Offset the entries starting at the line containing "task | one point per instance, each pair like [509, 647]" and ending at the last entry: write out every one of those lines again, adding 48 to each coordinate in the answer points. Leave the sample pairs on the task lines unchanged.
━━━ SOURCE DATA
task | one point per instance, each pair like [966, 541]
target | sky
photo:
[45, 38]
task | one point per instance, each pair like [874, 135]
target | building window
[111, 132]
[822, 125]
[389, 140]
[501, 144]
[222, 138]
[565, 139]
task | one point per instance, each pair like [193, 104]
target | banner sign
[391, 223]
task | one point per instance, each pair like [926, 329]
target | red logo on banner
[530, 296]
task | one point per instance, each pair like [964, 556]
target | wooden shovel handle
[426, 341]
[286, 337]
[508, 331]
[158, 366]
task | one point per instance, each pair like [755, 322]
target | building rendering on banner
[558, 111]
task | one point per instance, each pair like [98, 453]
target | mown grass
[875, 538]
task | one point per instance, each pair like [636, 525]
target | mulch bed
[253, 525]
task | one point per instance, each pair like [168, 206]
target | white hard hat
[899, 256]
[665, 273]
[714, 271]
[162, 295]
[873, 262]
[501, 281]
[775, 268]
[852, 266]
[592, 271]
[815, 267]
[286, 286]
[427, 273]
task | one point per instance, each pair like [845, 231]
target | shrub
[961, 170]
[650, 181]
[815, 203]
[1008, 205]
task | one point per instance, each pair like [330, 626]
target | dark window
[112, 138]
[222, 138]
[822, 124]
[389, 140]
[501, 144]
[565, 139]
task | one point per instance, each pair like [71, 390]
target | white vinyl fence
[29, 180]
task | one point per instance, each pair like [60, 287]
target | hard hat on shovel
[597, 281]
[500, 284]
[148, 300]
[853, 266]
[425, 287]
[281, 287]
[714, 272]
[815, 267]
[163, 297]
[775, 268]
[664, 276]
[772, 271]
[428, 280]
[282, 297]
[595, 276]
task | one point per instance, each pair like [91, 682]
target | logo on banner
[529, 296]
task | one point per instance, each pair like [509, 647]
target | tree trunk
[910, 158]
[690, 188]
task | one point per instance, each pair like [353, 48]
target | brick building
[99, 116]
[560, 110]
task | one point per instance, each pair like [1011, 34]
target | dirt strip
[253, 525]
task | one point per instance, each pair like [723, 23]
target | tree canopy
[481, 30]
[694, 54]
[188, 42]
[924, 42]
━━━━━━
**SOLUTION FOR THIS TASK**
task | one point per instance, each pair like [509, 647]
target | tree trunk
[958, 206]
[738, 236]
task | one point per instance, each pair like [353, 48]
target | brick building
[147, 164]
[608, 158]
task | one point per instance, each pair like [1011, 34]
target | dirt strip
[301, 573]
task | one point per instance, each pair like [723, 23]
target | tree canopy
[529, 78]
[742, 102]
[236, 90]
[972, 90]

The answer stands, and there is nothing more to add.